SOURCE EXTRACT:
┌──

Note that, in many situations, batch() is a more appropriate method to manipulate data.

New in version 0.7: wal argument

Parameters:
  • row (str) – the row key
  • columns (list_or_tuple) – list of columns (optional)
  • timestamp (int) – timestamp (optional)
  • bool (wal) – whether to write to the WAL (optional)
families()

Retrieve the column families for this table.

Returns:Mapping from column family name to settings dict
Return type:dict
put(row, data, timestamp=None, wal=True)

Store data in the table.

This method stores the data in the data argument for the row specified by row. The data argument is dictionary that maps columns to values. Column names must include a family and qualifier part, e.g. b'cf:col', though the qualifier part may be the empty string, e.g. b'cf:'.

Note that, in many situations, batch() is a more appropriate method to manipulate data.

New in version 0.7: wal argument

Parameters:
  • row (str) – the row key
  • data (dict) – the data to store
  • timestamp (int) – timestamp (optional)
  • bool (wal) – whether to write to the WAL (optional)
regions()

Retrieve the regions for this table.

└──

EXERCISES TO COMPLETE:
- A) According to the API documentation excerpt, what does the families() method return?
- B) Reproduce a passage from the API documentation excerpt word for word, beginning at the words "Store data in" and stopping after "string, e.g. b'cf:'.".

ENTRIES SHOWN:
┌──

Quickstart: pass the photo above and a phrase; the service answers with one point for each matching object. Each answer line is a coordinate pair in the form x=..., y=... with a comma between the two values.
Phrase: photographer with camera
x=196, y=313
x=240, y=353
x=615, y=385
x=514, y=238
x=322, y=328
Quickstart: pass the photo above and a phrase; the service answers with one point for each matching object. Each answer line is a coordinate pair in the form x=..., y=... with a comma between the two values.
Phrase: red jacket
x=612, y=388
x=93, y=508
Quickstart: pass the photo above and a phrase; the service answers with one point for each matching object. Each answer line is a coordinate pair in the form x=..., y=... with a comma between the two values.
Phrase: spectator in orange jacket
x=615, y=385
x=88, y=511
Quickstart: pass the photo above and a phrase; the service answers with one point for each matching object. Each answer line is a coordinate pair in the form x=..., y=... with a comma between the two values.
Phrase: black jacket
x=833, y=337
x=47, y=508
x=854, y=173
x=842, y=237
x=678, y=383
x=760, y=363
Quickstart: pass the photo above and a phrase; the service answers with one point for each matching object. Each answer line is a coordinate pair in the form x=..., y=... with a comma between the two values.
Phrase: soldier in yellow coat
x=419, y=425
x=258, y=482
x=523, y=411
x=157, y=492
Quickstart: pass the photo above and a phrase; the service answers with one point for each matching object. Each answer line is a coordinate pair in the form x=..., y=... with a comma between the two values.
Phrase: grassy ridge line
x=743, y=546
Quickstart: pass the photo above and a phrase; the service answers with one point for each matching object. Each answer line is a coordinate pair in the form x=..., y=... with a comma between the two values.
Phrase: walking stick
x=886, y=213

└──
┌──

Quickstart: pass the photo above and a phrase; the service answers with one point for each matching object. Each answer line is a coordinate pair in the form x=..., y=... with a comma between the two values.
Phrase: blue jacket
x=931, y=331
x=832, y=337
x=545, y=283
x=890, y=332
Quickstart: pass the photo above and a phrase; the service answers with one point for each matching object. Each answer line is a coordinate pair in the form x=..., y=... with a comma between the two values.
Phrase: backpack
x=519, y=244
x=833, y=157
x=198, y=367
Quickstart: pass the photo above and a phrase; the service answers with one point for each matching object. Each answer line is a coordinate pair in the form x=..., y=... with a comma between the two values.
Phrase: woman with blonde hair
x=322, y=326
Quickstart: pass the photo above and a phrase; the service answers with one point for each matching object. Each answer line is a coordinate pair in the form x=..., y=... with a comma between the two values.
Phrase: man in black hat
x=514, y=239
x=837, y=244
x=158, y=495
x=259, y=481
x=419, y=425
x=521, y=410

└──
┌──

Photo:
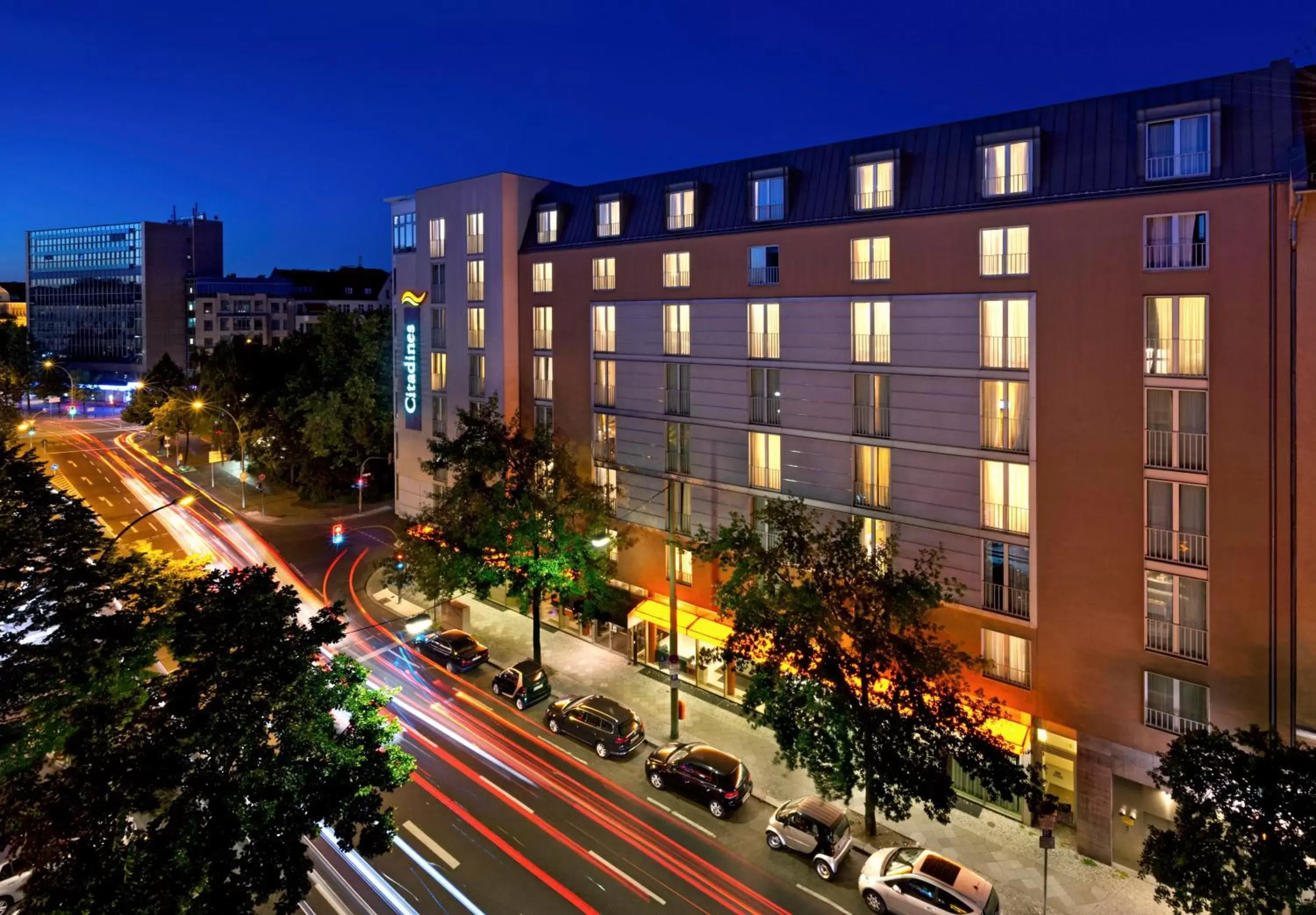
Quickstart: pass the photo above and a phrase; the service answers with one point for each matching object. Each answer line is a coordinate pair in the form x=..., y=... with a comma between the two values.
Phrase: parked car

└──

YOUR RESPONSES:
- A) A mapping from column family name to settings dict.

- B)
Store data in the table.

This method stores the data in the data argument for the row specified by row. The data argument is dictionary that maps columns to values. Column names must include a family and qualifier part, e.g. b'cf:col', though the qualifier part may be the empty string, e.g. b'cf:'.